_REQUIRED TASK_
List every line in the material below that contains the word "plant".

━━━━━ DATASET ROWS ━━━━━

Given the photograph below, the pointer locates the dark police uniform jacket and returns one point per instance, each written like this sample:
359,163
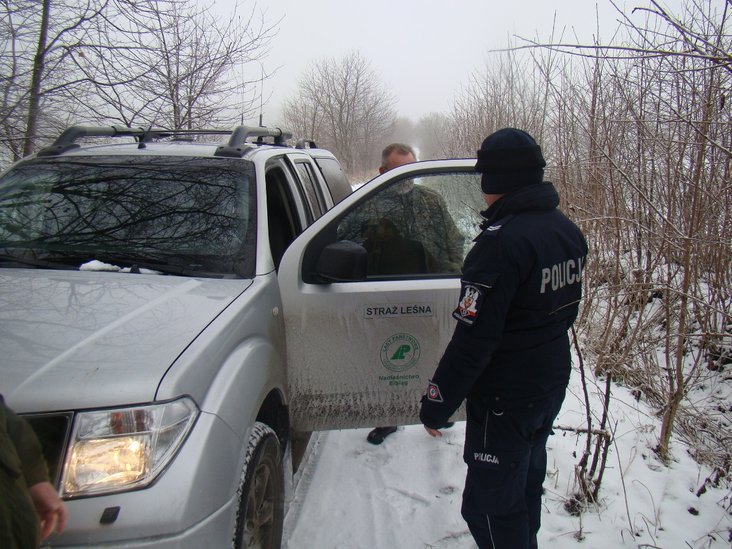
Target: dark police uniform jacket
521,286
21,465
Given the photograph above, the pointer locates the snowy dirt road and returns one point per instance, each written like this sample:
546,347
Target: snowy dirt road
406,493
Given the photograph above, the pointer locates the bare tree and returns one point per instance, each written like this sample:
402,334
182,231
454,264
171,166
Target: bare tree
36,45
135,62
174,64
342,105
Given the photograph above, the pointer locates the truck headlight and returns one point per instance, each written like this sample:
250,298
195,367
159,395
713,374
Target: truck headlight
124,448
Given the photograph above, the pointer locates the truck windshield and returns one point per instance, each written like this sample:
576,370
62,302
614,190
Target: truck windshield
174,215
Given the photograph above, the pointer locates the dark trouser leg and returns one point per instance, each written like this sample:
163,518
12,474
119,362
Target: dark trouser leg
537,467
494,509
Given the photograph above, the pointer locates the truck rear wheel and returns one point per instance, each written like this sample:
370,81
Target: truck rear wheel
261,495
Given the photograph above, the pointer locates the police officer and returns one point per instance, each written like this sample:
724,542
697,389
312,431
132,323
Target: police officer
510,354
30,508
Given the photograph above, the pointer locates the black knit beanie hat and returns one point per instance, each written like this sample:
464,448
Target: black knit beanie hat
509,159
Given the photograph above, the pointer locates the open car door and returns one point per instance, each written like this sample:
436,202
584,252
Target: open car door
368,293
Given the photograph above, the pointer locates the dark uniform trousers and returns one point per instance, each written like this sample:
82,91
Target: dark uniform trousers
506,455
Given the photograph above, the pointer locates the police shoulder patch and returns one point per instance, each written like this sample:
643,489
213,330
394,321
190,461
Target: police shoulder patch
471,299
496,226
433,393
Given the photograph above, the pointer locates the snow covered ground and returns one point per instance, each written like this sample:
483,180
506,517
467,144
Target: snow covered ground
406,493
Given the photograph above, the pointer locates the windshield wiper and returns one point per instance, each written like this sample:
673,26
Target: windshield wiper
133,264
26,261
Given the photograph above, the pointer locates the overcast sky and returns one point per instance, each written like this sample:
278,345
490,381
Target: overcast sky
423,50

━━━━━
━━━━━ DATASET ROWS ━━━━━

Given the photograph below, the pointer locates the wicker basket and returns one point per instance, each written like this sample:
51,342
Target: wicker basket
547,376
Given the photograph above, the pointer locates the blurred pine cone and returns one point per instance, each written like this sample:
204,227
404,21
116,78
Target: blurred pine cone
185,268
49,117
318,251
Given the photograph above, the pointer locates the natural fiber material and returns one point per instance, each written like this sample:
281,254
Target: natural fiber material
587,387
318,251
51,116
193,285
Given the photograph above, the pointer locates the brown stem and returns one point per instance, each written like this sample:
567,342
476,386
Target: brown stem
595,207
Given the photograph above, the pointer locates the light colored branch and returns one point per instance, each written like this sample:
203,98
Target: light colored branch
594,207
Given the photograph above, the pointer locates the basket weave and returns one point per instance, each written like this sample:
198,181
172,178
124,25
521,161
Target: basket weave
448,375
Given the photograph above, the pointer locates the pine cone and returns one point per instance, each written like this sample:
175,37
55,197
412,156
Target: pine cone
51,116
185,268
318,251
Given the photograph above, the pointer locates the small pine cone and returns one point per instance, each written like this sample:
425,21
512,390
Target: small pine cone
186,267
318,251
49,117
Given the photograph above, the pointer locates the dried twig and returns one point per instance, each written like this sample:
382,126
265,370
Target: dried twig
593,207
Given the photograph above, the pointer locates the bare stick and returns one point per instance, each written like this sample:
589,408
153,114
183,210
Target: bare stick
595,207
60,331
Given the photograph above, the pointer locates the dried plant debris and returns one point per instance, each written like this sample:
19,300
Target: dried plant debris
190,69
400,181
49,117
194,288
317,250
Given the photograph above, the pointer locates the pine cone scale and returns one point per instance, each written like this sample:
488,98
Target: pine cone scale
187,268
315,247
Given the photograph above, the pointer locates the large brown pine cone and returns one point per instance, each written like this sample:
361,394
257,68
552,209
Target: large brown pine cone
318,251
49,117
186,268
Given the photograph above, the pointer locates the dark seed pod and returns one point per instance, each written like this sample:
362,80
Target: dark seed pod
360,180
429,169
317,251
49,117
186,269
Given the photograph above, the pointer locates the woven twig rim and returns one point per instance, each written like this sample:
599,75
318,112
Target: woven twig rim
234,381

━━━━━
━━━━━ DATASET ROWS ━━━━━

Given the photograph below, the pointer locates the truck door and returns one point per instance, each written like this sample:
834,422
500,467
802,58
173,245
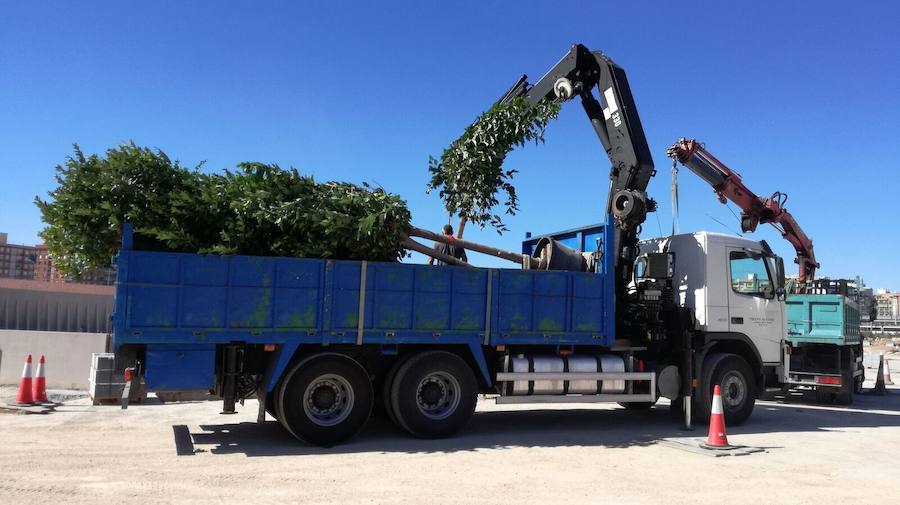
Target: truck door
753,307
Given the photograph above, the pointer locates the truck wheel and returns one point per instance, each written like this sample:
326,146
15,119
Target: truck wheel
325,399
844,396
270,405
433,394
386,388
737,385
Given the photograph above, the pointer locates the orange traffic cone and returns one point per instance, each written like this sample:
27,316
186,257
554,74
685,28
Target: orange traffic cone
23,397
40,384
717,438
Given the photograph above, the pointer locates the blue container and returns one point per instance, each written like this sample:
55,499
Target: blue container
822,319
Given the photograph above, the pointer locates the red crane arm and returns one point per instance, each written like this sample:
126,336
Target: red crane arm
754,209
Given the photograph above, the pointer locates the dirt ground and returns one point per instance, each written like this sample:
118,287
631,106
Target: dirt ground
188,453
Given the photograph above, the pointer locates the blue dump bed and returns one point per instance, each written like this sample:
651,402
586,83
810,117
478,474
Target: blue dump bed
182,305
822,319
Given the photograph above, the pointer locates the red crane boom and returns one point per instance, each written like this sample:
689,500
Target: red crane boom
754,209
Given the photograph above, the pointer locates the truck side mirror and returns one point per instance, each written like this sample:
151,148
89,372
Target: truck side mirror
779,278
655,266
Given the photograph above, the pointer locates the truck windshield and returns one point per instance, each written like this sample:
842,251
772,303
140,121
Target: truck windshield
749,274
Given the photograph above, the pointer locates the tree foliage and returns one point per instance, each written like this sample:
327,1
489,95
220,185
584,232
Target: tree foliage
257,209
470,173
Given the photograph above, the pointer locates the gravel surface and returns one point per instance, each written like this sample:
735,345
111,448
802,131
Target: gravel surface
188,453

━━━━━

_EXERCISE SOLUTION_
Given the photograph above, the pointer locates the dried plant debris and returns one point per instance, each written like this sample:
Target: dried plant debris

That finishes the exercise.